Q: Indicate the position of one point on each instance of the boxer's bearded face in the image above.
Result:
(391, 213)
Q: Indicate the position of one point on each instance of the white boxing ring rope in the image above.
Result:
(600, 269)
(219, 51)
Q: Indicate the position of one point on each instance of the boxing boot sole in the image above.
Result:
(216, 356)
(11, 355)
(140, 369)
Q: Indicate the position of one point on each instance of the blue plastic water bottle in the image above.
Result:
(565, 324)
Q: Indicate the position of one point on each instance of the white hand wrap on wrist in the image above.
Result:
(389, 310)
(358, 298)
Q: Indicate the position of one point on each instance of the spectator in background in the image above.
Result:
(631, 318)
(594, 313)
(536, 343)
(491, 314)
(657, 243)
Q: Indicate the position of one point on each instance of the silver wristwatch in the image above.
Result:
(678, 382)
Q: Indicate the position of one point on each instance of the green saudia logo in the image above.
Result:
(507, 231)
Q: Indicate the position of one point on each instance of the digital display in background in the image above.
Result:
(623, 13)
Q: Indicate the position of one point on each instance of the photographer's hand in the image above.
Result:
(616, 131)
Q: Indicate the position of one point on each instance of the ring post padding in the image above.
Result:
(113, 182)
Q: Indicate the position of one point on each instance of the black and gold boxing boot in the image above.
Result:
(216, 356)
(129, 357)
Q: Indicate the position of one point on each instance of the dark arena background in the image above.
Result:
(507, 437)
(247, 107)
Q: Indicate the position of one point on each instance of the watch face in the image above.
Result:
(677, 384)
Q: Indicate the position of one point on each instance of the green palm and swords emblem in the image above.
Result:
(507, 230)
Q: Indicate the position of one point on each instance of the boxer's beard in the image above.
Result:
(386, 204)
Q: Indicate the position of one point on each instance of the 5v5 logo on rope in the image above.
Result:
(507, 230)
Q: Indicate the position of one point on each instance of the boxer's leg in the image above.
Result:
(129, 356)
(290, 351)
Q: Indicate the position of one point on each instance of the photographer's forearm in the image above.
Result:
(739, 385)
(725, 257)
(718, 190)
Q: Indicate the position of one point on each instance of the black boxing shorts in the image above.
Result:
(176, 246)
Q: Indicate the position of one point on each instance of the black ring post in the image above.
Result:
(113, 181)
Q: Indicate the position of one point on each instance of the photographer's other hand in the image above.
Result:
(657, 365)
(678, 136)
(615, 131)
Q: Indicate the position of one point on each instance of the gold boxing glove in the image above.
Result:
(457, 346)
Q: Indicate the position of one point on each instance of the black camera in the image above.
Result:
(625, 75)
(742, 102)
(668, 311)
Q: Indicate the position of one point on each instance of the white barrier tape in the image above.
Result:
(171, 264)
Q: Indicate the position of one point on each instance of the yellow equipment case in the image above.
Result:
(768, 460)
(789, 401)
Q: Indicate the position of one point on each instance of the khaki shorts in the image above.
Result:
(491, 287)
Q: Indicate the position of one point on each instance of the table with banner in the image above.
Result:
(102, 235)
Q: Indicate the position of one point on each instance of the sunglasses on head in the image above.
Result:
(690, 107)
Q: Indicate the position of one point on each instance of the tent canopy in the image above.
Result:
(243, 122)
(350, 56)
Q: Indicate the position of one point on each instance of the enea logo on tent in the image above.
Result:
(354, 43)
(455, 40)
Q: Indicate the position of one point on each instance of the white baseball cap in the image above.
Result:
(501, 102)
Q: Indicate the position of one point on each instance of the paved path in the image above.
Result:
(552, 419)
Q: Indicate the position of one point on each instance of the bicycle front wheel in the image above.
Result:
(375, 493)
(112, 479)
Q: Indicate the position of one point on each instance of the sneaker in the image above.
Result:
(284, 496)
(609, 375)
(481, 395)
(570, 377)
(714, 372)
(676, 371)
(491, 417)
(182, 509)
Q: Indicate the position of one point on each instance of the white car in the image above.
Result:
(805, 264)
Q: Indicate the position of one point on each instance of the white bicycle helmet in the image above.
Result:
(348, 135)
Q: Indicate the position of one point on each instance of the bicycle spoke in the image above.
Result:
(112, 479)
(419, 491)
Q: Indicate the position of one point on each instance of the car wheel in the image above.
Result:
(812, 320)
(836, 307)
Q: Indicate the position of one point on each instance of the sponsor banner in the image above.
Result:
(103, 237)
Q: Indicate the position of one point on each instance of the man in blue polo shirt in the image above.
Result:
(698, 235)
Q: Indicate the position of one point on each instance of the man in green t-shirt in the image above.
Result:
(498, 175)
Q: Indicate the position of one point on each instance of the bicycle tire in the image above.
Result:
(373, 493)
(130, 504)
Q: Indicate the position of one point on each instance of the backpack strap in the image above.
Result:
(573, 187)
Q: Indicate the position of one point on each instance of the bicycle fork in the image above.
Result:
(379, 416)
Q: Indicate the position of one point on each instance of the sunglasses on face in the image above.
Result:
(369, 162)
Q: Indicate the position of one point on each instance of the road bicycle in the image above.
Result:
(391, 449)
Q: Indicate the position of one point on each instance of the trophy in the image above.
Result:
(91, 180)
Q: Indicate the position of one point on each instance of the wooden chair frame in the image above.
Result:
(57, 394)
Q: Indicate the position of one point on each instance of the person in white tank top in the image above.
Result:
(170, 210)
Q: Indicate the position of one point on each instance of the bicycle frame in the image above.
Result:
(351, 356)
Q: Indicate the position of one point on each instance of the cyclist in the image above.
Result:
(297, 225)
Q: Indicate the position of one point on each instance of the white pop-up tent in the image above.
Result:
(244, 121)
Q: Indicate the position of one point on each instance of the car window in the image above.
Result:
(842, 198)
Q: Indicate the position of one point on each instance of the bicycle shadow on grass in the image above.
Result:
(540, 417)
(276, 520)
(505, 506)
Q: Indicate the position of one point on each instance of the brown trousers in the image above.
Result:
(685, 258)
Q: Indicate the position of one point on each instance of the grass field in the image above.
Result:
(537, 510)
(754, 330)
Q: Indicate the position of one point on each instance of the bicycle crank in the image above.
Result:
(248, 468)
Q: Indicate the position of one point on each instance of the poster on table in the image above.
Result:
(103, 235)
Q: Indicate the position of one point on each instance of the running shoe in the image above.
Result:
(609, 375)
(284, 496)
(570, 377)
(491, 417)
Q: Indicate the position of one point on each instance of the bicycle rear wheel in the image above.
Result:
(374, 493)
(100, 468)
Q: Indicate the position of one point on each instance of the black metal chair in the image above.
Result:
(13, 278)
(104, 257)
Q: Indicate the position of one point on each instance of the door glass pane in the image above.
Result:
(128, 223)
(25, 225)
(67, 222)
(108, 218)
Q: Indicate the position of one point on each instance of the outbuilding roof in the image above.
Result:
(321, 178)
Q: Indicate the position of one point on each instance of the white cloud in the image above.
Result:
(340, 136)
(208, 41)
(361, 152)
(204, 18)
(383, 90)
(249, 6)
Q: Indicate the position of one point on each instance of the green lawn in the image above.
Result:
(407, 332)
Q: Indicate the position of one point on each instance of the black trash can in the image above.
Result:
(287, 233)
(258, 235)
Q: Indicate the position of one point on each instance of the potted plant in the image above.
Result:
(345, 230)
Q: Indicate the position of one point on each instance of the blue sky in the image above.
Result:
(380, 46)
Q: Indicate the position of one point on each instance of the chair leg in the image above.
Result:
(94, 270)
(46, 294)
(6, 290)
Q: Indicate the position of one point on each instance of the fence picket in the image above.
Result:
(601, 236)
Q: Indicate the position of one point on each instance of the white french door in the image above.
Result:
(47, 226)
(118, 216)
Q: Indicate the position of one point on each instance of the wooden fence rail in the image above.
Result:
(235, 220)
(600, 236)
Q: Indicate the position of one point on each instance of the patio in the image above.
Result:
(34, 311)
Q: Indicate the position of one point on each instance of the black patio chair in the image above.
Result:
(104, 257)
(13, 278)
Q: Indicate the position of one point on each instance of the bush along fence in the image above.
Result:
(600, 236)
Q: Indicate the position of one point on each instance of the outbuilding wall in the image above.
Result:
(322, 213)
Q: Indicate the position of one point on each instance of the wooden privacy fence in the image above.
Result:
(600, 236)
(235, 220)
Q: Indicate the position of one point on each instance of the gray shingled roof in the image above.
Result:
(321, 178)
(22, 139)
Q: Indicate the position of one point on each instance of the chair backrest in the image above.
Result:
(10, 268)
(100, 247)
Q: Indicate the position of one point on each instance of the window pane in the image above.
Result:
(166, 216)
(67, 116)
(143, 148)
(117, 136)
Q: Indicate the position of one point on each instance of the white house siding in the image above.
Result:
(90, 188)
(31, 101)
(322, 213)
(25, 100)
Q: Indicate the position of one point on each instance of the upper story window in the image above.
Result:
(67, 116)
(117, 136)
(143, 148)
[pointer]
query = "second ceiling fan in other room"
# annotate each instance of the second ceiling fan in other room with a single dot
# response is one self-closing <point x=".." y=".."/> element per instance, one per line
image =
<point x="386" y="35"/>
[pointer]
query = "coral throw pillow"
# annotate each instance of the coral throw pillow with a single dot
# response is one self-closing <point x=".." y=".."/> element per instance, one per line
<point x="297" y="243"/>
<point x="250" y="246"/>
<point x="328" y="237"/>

• • • • • • •

• What is expected:
Output the line containing "patio chair in the image above." and all lines after it to the end of the records, exactly as given.

• Task solution:
Q: Indicate the position of one point on each instance of the black patio chair in the image above.
Result:
(104, 257)
(13, 278)
Q: Indicate the position of one point on each instance of the bush along fence in the image above.
Result:
(600, 236)
Q: Indicate the position of one point on each instance of the outbuilding wall in the image above.
Result:
(322, 213)
Q: Indicate the position of one point on each instance of the wooden privacy fence in the image above.
Result:
(600, 236)
(235, 220)
Q: Indicate the position of one point on each instance of the gray shingled roof in the image above.
Result:
(321, 178)
(22, 139)
Q: Indicate the position of one point on each instance of the chair backrest in the image above.
Result:
(10, 268)
(100, 247)
Q: Indicate the position of one point on each instance of the window pane in the image above.
Result:
(166, 216)
(67, 116)
(143, 148)
(117, 136)
Q: Indicate the position of one point on each instance of the white house siding in the image above.
Result:
(90, 188)
(31, 101)
(322, 213)
(25, 100)
Q: Indicate the position of one point on each instance of the upper story window in the image above.
Result:
(67, 116)
(117, 136)
(143, 148)
[pointer]
query = "second ceiling fan in other room"
# annotate each instance of the second ceiling fan in other room with a single dot
# response is one self-closing <point x=".." y=".."/> element per instance, one per line
image =
<point x="386" y="35"/>
[pointer]
query = "coral throw pillow"
# annotate each instance of the coral throw pillow with a single dot
# response is one self-closing <point x=".." y=".."/> element per instance, one per line
<point x="297" y="243"/>
<point x="250" y="246"/>
<point x="328" y="237"/>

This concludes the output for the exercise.